Article =>
— Start —

If the situation involves communication with others, simplification is almost always the right answer. If the task is something you can do all by yourself, or with a partner who is on your wavelength, optimizing might be a better path if you can control most variables in the situation.
Simple systems are probably the best way to achieve success. Once you have success, optimizing begins to have more value.
One of the biggest obstacles to success—and a real energy killer—is the fear that you don’t know how to do the stuff that your ideal career plans would require.
Priorities are the things you need to get right so the things you love can thrive.
Don’t worry if your idea is a long shot. That’s not what matters right now. Today you want to daydream of your idea being a huge success so you can enjoy the feeling. Let your ideas for the future fuel your energy today.
Once you become good at a few unimportant things, such as hobbies or sports, the habit of success stays with you on more important quests.
We are designed to become in reality however we act. [Quantum Mechanics: What we belive! Observer...]
One helpful rule of thumb for knowing where you might have a little extra talent is to consider what you were obsessively doing before you were ten years old.
Childhood obsessions and tolerance for risk are only rough guides to talent at best. As you grow and acquire more talents, your potential paths to success multiply quickly. That makes it extra hard to know which possibility among many would put you in a position of competitive advantage.
Where there is a tolerance for risk, there is often talent.
The smartest system for discerning your best path to success involves trying lots of different things—sampling, if you will. For entrepreneurial ventures it might mean quickly bailing out if things don’t come together quickly. That approach might conflict with the advice you’ve heard all your life—that sticking with something, no matter the obstacles, is important to success. Indeed, most successful people had to chew through a wall at some point. Overcoming obstacles is normally an unavoidable part of the process. But you also need to know when to quit. [Read: Seth Godin - the Dip]
Persistence is useful, but there’s no point in being an idiot about it.
The pattern I noticed was this: Things that will someday work out well start out well. Things that will never work start out bad and stay that way.
Quality is one of the luxuries you can afford when the marketplace is spraying money in your direction and you have time to tinker.
The primary purpose of schools is to prepare kids for success in adulthood. That’s why it seems odd to me that schools don’t have required courses on the systems and practices of successful people. [Not strange at all: Successfull people will succeed nevertheless. Unsuccessful wouldn't even with such courses. Such courses could produce even more "success zombies".]
You can raise your market value by being merely good—not extraordinary—at more than one skill.
If you think extraordinary talent and a maniacal pursuit of excellence are necessary for success, I say that’s just one approach, and probably the hardest. When it comes to skills, quantity often beats quality.

— End —

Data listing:
— Start —

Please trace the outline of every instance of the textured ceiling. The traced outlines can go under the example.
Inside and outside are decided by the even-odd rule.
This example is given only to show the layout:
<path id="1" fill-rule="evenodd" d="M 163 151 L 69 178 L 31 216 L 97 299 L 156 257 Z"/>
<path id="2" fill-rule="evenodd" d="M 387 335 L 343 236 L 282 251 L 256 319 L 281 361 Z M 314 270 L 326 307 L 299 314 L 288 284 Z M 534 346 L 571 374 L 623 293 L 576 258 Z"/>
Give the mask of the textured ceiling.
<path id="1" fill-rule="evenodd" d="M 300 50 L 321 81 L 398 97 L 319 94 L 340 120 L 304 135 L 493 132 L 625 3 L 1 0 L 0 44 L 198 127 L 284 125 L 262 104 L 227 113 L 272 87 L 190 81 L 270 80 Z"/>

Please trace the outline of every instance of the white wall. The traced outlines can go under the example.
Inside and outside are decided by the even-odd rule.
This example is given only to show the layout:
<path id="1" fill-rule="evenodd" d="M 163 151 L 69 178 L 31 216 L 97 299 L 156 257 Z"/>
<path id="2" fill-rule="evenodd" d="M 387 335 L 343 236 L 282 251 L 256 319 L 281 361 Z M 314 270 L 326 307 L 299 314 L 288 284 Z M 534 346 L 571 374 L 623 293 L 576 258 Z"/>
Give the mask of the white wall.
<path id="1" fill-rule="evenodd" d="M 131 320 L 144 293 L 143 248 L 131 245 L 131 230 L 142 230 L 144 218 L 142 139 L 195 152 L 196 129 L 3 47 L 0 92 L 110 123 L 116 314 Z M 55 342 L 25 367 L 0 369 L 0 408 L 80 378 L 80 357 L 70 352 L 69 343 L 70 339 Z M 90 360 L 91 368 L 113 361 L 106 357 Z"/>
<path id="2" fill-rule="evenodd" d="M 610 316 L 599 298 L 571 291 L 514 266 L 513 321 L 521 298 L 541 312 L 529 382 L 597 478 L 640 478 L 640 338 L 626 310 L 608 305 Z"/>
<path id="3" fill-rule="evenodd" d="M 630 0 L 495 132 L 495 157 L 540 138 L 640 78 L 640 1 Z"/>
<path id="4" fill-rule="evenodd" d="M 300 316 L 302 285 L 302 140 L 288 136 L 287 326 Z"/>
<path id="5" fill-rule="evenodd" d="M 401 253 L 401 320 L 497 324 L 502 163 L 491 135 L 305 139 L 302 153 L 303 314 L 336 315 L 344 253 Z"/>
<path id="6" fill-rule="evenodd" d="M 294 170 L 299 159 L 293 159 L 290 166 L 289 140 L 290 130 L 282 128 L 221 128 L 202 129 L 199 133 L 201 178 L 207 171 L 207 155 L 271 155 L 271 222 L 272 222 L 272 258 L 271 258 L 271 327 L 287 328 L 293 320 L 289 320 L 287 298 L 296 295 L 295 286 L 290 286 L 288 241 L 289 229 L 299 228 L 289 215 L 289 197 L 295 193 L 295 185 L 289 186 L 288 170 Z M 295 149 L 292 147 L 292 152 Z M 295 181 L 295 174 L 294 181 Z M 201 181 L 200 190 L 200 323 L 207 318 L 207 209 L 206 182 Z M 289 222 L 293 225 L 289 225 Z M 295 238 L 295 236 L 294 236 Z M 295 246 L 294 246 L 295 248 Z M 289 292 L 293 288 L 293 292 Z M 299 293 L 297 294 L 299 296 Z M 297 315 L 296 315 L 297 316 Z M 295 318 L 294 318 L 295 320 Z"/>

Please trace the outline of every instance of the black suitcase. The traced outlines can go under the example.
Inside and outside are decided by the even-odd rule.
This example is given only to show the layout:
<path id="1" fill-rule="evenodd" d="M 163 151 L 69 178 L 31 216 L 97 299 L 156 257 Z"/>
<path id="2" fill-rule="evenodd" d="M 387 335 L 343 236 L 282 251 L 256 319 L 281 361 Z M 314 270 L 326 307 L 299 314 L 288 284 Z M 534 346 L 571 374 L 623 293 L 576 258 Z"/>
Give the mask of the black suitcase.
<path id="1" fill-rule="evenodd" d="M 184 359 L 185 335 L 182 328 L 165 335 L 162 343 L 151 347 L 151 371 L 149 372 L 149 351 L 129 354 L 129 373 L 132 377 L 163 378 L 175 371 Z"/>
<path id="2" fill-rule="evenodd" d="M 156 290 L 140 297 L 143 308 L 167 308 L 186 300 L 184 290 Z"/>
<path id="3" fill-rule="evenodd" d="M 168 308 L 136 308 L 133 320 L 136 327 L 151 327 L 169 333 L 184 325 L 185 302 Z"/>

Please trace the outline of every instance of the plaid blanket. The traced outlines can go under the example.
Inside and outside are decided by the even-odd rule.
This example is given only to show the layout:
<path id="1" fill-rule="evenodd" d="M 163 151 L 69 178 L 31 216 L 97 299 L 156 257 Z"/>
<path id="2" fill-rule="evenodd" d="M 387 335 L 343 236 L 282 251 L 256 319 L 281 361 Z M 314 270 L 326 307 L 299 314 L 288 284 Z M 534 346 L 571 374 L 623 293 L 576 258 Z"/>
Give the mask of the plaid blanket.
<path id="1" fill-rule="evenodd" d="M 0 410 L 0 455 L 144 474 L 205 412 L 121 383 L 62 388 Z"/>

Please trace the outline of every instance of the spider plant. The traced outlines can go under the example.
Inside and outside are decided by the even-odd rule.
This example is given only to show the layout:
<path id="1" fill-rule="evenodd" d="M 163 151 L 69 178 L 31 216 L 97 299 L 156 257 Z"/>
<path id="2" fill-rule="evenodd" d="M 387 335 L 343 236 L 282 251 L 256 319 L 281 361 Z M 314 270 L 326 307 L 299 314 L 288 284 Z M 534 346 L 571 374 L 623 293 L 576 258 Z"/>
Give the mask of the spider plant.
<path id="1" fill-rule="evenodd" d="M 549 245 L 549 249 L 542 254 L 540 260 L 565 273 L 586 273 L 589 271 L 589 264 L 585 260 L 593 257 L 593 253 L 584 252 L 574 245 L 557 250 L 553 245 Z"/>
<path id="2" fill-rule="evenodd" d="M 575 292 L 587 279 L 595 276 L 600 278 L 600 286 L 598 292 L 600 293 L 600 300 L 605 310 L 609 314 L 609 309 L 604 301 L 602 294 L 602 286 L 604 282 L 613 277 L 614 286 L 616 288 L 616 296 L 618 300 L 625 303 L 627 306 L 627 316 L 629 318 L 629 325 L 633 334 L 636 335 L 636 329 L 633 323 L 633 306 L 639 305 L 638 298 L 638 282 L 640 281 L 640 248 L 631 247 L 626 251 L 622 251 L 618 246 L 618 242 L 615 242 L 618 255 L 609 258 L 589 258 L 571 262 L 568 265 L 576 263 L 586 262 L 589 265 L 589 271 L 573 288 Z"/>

— End —

Set of tasks =>
(a) Render this sentence from the text on success into Spanish: "Where there is a tolerance for risk, there is often talent."
(b) Extract every line of the records that contains the word "black".

Expected answers =>
(a) Donde hay tolerancia al riesgo, a menudo hay talento.

(b)
Please trace the outline of every instance of the black suitcase. The traced outlines can go under the example.
Give the mask of the black suitcase.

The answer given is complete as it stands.